* **YOUR TASK**:
Copy out every line exactly, passing over the pictures.

* **DATASET CONTENT**:
-- BEGIN --
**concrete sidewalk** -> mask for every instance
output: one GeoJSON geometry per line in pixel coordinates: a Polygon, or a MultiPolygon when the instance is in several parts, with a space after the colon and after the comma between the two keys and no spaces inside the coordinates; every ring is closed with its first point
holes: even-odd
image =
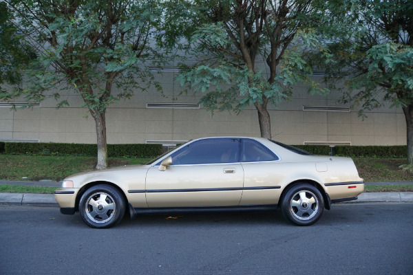
{"type": "MultiPolygon", "coordinates": [[[[413,192],[382,192],[361,193],[359,199],[341,204],[368,202],[413,203],[413,192]]],[[[0,193],[0,205],[59,207],[52,194],[0,193]]]]}

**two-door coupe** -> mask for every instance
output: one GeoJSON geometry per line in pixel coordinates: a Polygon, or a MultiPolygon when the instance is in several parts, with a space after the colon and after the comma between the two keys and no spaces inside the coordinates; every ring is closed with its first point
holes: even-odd
{"type": "Polygon", "coordinates": [[[54,192],[63,214],[105,228],[143,213],[275,210],[309,226],[364,190],[348,157],[316,156],[261,138],[191,140],[146,165],[74,175],[54,192]]]}

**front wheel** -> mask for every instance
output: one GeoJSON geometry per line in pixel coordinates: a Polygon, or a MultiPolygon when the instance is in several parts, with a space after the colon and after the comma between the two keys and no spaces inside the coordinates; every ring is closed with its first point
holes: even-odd
{"type": "Polygon", "coordinates": [[[114,187],[96,185],[87,189],[79,201],[79,212],[83,221],[94,228],[108,228],[123,218],[125,203],[114,187]]]}
{"type": "Polygon", "coordinates": [[[287,191],[281,204],[282,214],[297,226],[310,226],[321,217],[324,200],[319,190],[308,184],[299,184],[287,191]]]}

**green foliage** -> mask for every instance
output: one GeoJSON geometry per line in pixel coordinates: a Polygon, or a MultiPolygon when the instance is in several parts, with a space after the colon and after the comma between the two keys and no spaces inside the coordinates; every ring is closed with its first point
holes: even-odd
{"type": "Polygon", "coordinates": [[[298,82],[308,84],[312,94],[327,94],[308,76],[311,67],[301,48],[314,43],[314,33],[301,29],[317,15],[316,6],[312,9],[309,2],[288,2],[243,6],[200,0],[189,5],[198,21],[186,25],[191,43],[188,51],[200,61],[178,76],[181,85],[202,93],[200,102],[207,109],[237,113],[253,104],[277,106],[288,100],[298,82]]]}
{"type": "Polygon", "coordinates": [[[161,10],[153,1],[25,2],[10,3],[21,22],[15,28],[22,36],[30,36],[26,40],[39,49],[39,58],[28,67],[26,85],[4,98],[25,96],[39,102],[52,96],[61,107],[69,102],[60,93],[70,89],[82,96],[85,106],[101,113],[108,104],[131,96],[131,87],[145,90],[153,82],[140,65],[156,54],[149,45],[149,32],[161,10]],[[49,45],[44,47],[45,43],[49,45]],[[114,94],[112,85],[118,88],[114,94]]]}
{"type": "MultiPolygon", "coordinates": [[[[107,151],[110,157],[151,157],[160,155],[162,145],[107,144],[107,151]]],[[[97,146],[89,144],[6,142],[5,153],[9,155],[96,156],[97,146]]]]}
{"type": "Polygon", "coordinates": [[[3,84],[19,84],[21,70],[36,58],[36,54],[11,23],[12,20],[14,16],[8,5],[0,2],[0,92],[5,92],[1,87],[3,84]]]}
{"type": "Polygon", "coordinates": [[[401,146],[337,146],[337,155],[363,157],[406,157],[405,145],[401,146]]]}

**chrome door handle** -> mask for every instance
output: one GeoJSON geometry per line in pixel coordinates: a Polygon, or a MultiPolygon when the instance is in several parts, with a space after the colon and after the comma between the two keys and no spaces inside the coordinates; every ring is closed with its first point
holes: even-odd
{"type": "Polygon", "coordinates": [[[227,168],[224,169],[224,173],[226,174],[233,174],[235,173],[235,168],[227,168]]]}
-- END --
* **ANSWER**:
**concrete sidewalk** -> mask for every instance
output: one GeoJSON geometry per line in pixel coordinates: a Polygon, or a MultiPolygon when the instance is in several parts, with a space after the colon and after the comma between the two keys and no spaces inside the coordinates; every ring is closed with its first point
holes: even-odd
image =
{"type": "MultiPolygon", "coordinates": [[[[413,192],[382,192],[361,193],[359,199],[341,204],[368,202],[413,203],[413,192]]],[[[0,193],[0,205],[59,207],[52,194],[0,193]]]]}

**two-door coupe** -> mask for every instance
output: one GeoJSON geometry per line in pixel coordinates: a Polygon, or a MultiPolygon when the instance is in several parts, with a space after the colon and after the comma between the two keys and no spaces inside the coordinates; every ring is closed with its first point
holes: even-odd
{"type": "Polygon", "coordinates": [[[54,192],[63,214],[105,228],[143,213],[275,210],[309,226],[364,190],[348,157],[316,156],[261,138],[191,140],[146,165],[74,175],[54,192]]]}

**front wheel** -> mask for every instance
output: one GeoJSON geometry per line in pixel coordinates: a Polygon, or a MultiPolygon when the instance is in several parts, with a space after the colon and after the comma between the two keys and no spaces inside the coordinates; every ring is closed with its first point
holes: even-odd
{"type": "Polygon", "coordinates": [[[114,187],[96,185],[87,189],[79,201],[79,212],[83,221],[94,228],[108,228],[123,218],[125,203],[114,187]]]}
{"type": "Polygon", "coordinates": [[[287,191],[281,204],[282,214],[297,226],[310,226],[321,217],[324,200],[319,190],[308,184],[299,184],[287,191]]]}

**green foliage** -> mask for every instance
output: one GeoJSON geometry per line in pixel coordinates: a Polygon, or a MultiPolygon when the instance is in several parts, with a space after the colon and after the comma between the two keys and no spaces inside the coordinates; every ring is closed with its first point
holes: even-odd
{"type": "Polygon", "coordinates": [[[298,82],[308,84],[312,94],[327,94],[308,76],[311,67],[301,48],[314,43],[314,33],[301,29],[317,15],[316,6],[312,9],[309,2],[288,2],[243,6],[200,0],[189,5],[198,21],[186,25],[191,43],[188,51],[200,61],[178,76],[181,85],[202,93],[200,102],[207,109],[237,113],[253,104],[277,106],[288,100],[298,82]]]}
{"type": "Polygon", "coordinates": [[[161,10],[153,1],[25,2],[10,3],[21,22],[15,28],[22,36],[30,36],[26,40],[39,49],[39,58],[28,67],[26,85],[4,98],[25,96],[39,102],[52,96],[61,107],[69,102],[60,93],[70,89],[82,96],[85,106],[101,113],[108,104],[131,96],[131,87],[145,90],[153,82],[140,65],[156,54],[149,45],[149,32],[161,10]],[[49,45],[44,47],[45,43],[49,45]],[[114,94],[112,85],[118,88],[114,94]]]}
{"type": "MultiPolygon", "coordinates": [[[[107,151],[110,157],[151,157],[160,155],[162,145],[107,144],[107,151]]],[[[97,146],[89,144],[6,142],[5,153],[9,155],[96,156],[97,146]]]]}
{"type": "Polygon", "coordinates": [[[3,84],[19,84],[21,70],[36,58],[36,54],[11,23],[12,20],[14,16],[8,5],[0,2],[0,92],[5,92],[1,87],[3,84]]]}
{"type": "Polygon", "coordinates": [[[401,146],[337,146],[337,155],[363,157],[406,157],[405,145],[401,146]]]}

**chrome door handle** -> mask for every instance
output: one GeoJSON geometry per line in pixel coordinates: a Polygon, or a MultiPolygon when the instance is in several parts, with a space after the colon and after the comma between the two keys and no spaces inside the coordinates; every ring is closed with its first point
holes: even-odd
{"type": "Polygon", "coordinates": [[[227,168],[224,169],[224,173],[226,174],[233,174],[235,173],[235,168],[227,168]]]}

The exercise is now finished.